- _EXERCISE DETAILS_:
Return each of the following entries word for word, omitting the pictures.

- _ROWS_:
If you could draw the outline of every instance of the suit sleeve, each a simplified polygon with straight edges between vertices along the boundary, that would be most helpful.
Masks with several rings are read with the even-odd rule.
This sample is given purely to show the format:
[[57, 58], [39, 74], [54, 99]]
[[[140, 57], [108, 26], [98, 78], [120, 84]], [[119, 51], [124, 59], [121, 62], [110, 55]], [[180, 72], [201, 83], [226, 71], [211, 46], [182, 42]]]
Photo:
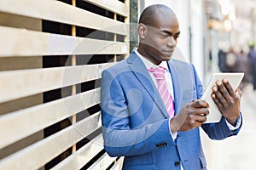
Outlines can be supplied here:
[[130, 128], [125, 93], [119, 82], [108, 70], [102, 72], [101, 106], [104, 148], [109, 156], [141, 155], [174, 144], [168, 119]]

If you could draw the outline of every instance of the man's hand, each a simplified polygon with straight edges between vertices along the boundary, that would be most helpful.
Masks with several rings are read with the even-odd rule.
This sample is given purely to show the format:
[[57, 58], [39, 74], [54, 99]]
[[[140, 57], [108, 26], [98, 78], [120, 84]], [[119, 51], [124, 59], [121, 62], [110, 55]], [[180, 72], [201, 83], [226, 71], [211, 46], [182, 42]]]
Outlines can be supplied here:
[[223, 116], [231, 125], [236, 126], [240, 114], [241, 92], [239, 88], [235, 92], [227, 79], [218, 81], [216, 86], [212, 88], [212, 99]]
[[172, 133], [188, 131], [200, 127], [207, 121], [207, 116], [209, 114], [208, 107], [209, 105], [207, 102], [200, 99], [185, 105], [181, 111], [170, 121]]

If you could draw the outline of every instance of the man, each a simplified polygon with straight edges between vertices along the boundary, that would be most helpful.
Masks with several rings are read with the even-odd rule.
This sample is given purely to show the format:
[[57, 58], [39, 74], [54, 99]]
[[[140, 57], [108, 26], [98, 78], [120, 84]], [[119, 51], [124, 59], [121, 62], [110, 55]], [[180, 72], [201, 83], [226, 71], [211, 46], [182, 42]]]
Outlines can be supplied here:
[[[105, 150], [111, 156], [125, 156], [127, 170], [206, 169], [199, 127], [214, 139], [237, 134], [241, 92], [234, 92], [227, 80], [218, 82], [212, 99], [223, 118], [203, 124], [208, 104], [198, 99], [203, 88], [195, 70], [171, 59], [180, 34], [173, 11], [165, 5], [148, 7], [137, 31], [137, 49], [102, 72]], [[157, 74], [164, 74], [165, 83]]]

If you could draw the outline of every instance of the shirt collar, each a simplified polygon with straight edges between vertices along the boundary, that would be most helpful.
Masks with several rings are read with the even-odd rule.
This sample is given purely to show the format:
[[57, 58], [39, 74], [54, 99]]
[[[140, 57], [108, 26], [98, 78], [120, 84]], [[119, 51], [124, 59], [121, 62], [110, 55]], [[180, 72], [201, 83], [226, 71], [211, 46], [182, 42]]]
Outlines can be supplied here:
[[158, 67], [158, 66], [162, 66], [165, 69], [166, 69], [167, 71], [169, 71], [166, 61], [162, 61], [162, 62], [160, 62], [160, 65], [155, 65], [155, 64], [152, 63], [151, 61], [149, 61], [148, 60], [147, 60], [145, 57], [143, 57], [141, 54], [139, 54], [139, 52], [137, 51], [137, 48], [134, 50], [134, 52], [143, 60], [143, 62], [144, 63], [147, 70], [150, 69], [150, 68], [155, 68], [155, 67]]

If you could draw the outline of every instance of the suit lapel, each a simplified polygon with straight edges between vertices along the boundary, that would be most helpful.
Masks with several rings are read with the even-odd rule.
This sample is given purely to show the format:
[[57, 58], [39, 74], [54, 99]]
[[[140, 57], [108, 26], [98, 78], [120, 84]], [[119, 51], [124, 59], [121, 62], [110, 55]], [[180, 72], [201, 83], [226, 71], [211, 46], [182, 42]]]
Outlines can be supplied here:
[[[140, 60], [140, 58], [133, 52], [127, 59], [127, 63], [137, 80], [147, 90], [151, 96], [156, 105], [160, 108], [165, 117], [169, 117], [165, 104], [163, 103], [161, 97], [158, 92], [158, 89], [154, 86], [149, 73], [147, 71], [146, 66]], [[150, 83], [148, 83], [148, 82]]]

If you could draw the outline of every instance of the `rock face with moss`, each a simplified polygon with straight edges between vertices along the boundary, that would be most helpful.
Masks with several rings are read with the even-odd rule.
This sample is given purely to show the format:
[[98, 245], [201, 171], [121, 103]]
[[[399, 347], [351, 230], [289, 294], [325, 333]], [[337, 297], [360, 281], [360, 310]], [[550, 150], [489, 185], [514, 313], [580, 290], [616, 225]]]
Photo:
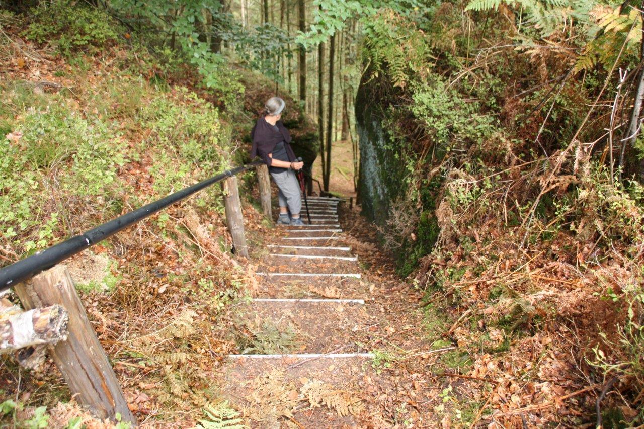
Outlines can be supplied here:
[[363, 79], [355, 99], [360, 202], [363, 214], [379, 225], [386, 220], [392, 202], [404, 191], [401, 159], [397, 156], [399, 154], [383, 125], [389, 108], [388, 92], [377, 80]]

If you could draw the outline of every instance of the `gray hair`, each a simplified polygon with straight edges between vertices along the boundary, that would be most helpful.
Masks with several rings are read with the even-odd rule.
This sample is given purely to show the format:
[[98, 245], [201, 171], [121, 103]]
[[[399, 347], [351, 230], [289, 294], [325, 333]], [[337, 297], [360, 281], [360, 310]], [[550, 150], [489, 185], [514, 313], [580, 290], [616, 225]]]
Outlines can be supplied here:
[[281, 113], [285, 106], [286, 106], [286, 103], [281, 98], [271, 97], [266, 102], [266, 105], [264, 106], [264, 113], [267, 115], [276, 116]]

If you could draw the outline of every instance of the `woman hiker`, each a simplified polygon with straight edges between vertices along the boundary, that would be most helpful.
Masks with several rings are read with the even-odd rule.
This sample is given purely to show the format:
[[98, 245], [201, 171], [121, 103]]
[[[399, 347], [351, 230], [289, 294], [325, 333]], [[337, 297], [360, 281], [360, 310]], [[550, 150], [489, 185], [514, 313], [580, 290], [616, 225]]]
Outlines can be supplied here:
[[295, 171], [301, 169], [304, 163], [296, 160], [289, 144], [290, 135], [279, 120], [284, 106], [284, 100], [279, 97], [272, 97], [266, 102], [262, 115], [251, 131], [251, 159], [256, 156], [261, 158], [279, 189], [278, 225], [303, 225], [299, 218], [302, 199]]

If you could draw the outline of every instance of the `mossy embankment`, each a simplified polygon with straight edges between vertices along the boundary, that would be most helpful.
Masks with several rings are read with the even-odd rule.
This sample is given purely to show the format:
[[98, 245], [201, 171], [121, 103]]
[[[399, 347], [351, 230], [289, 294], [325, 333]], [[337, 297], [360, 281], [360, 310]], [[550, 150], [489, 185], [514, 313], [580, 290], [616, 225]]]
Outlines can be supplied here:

- _TASK SOLUTION_:
If you could draw the outline of every instance of the suit sleeve, each a simplified polygon with straight edges between vertices along the boundary, that would be most helpful.
Masks with several rings are read with the even-odd rule.
This sample is given purely to show the format:
[[57, 58], [39, 74], [54, 99]]
[[[140, 57], [108, 26], [98, 78], [120, 84]], [[119, 51], [124, 59], [121, 62], [110, 55]], [[180, 72], [201, 83], [226, 71], [211, 46], [182, 42]]]
Photo:
Outlines can be supplied here:
[[130, 128], [125, 93], [119, 82], [108, 70], [102, 72], [101, 106], [104, 148], [109, 156], [141, 155], [174, 144], [168, 119]]

If you could draw the outline of every instance of the man's hand, each a simplified polygon with straight edges between vertices along the boundary, that would be most helpful.
Masks with several rings are read with the even-odd rule.
This sample is given purely to show the format:
[[57, 58], [39, 74], [54, 99]]
[[[140, 57], [108, 26], [98, 78], [120, 84]], [[119, 51], [124, 59], [121, 62], [110, 55]], [[180, 72], [201, 83], [226, 71], [211, 46], [182, 42]]]
Outlines can be supplied here:
[[223, 116], [231, 125], [236, 126], [240, 114], [241, 92], [239, 88], [235, 92], [227, 79], [218, 81], [216, 86], [212, 88], [212, 99]]
[[172, 133], [188, 131], [200, 127], [207, 121], [207, 116], [209, 114], [208, 107], [209, 105], [207, 102], [200, 99], [185, 105], [181, 111], [170, 121]]

If you could draw the outline of every instance of the man, each a simplified polygon with straight edges between vertices along the boundary, that would be most helpful.
Masks with several rings are read with the even-odd rule.
This sample is given purely to show the format:
[[57, 58], [39, 74], [54, 99]]
[[[140, 57], [108, 26], [98, 78], [120, 84]], [[119, 51], [124, 59], [121, 62], [110, 55]], [[180, 72], [201, 83], [226, 71], [211, 46], [182, 42]]]
Outlines can be supplied here:
[[[105, 150], [111, 156], [125, 156], [127, 170], [206, 169], [199, 127], [214, 139], [237, 134], [241, 92], [234, 92], [227, 80], [218, 82], [212, 99], [223, 118], [203, 124], [208, 104], [198, 99], [203, 88], [195, 70], [171, 59], [180, 34], [173, 11], [165, 5], [148, 7], [137, 31], [137, 49], [102, 72]], [[157, 74], [164, 74], [165, 83]]]

If you could draw the outline of every instance of the shirt collar, each a simplified polygon with straight edges between vertices along the boundary, that would be most helpful.
Masks with several rings are read with the even-odd rule.
This sample is given purely to show the format:
[[57, 58], [39, 74], [54, 99]]
[[[140, 57], [108, 26], [98, 78], [120, 84]], [[119, 51], [124, 59], [121, 62], [110, 55]], [[180, 72], [201, 83], [226, 71], [211, 46], [182, 42]]]
Outlines can be supplied here:
[[158, 67], [158, 66], [162, 66], [165, 69], [166, 69], [167, 71], [169, 71], [166, 61], [162, 61], [162, 62], [160, 62], [160, 65], [155, 65], [155, 64], [152, 63], [151, 61], [149, 61], [148, 60], [147, 60], [145, 57], [143, 57], [141, 54], [139, 54], [139, 52], [137, 51], [137, 48], [134, 50], [134, 52], [143, 60], [143, 62], [144, 63], [147, 70], [150, 69], [150, 68], [155, 68], [155, 67]]

If you could draw the outline of every instance of the suit lapel, each a simplified polygon with straight edges between vertices along the boundary, that would be most helpful.
Masks with several rings are read with the even-odd rule.
This sample is given purely to show the format:
[[57, 58], [39, 74], [54, 99]]
[[[140, 57], [108, 26], [98, 78], [120, 84]], [[119, 51], [124, 59], [121, 62], [110, 55]], [[180, 72], [201, 83], [226, 71], [211, 46], [182, 42]]]
Outlines can be supplied here:
[[[140, 60], [140, 58], [133, 52], [127, 59], [127, 63], [137, 80], [147, 90], [151, 96], [156, 105], [160, 108], [165, 117], [169, 117], [165, 104], [163, 103], [161, 97], [158, 92], [158, 89], [154, 86], [149, 73], [147, 71], [146, 66]], [[150, 83], [148, 83], [148, 82]]]

If you could draw the outline of every instance of the `rock face with moss`, each a simplified polygon with straight edges between vertices along the boundary, that would be most helpful.
Masks with several rings are read with the even-odd rule.
This sample is given purely to show the format:
[[98, 245], [201, 171], [121, 103]]
[[[399, 347], [351, 230], [289, 294], [325, 333]], [[337, 297], [360, 281], [360, 310]], [[550, 150], [489, 185], [514, 313], [580, 290], [616, 225]]]
Photo:
Outlines can be supplied here:
[[363, 79], [355, 99], [360, 202], [363, 214], [379, 225], [386, 220], [392, 202], [404, 191], [401, 159], [397, 156], [399, 154], [383, 125], [389, 108], [388, 92], [377, 80]]

If you could draw the outline of every instance of the `gray hair`, each a simplified polygon with straight edges between vertices along the boundary, that would be most helpful.
Masks with several rings are read with the even-odd rule.
This sample is given purely to show the format:
[[98, 245], [201, 171], [121, 103]]
[[[399, 347], [351, 230], [289, 294], [325, 333]], [[337, 297], [360, 281], [360, 310]], [[550, 150], [489, 185], [514, 313], [580, 290], [616, 225]]]
Outlines can be supplied here:
[[281, 113], [285, 106], [286, 106], [286, 103], [281, 98], [271, 97], [266, 102], [266, 105], [264, 106], [264, 113], [267, 115], [276, 116]]

If you could draw the outline of every instance of the `woman hiker`, each a simplified polygon with straight edges between vertices along the boundary, that would be most helpful.
Masks with several rings are read with the even-odd rule.
This sample is given purely to show the format:
[[98, 245], [201, 171], [121, 103]]
[[[399, 347], [351, 230], [289, 294], [325, 333]], [[337, 297], [360, 281], [360, 310]], [[550, 150], [489, 185], [514, 313], [580, 290], [616, 225]]]
Outlines can be supplied here:
[[295, 171], [301, 169], [304, 163], [296, 160], [289, 144], [290, 135], [279, 120], [284, 106], [284, 100], [279, 97], [272, 97], [266, 102], [262, 115], [251, 131], [251, 159], [256, 156], [261, 158], [279, 189], [278, 225], [303, 225], [299, 218], [302, 199]]

If you could draw the outline of every instance of the `mossy embankment`, each a simplified polygon with straight edges between vertices along the boundary, that would be most helpful.
Masks with several rings are read with the even-odd rule.
This sample is given purely to show the format:
[[98, 245], [201, 171], [121, 103]]
[[[399, 347], [351, 230], [289, 294], [325, 333]], [[337, 297], [360, 281], [360, 310]], [[550, 150], [489, 185], [514, 313], [580, 290], [616, 225]]]
Outlines can be supplied here:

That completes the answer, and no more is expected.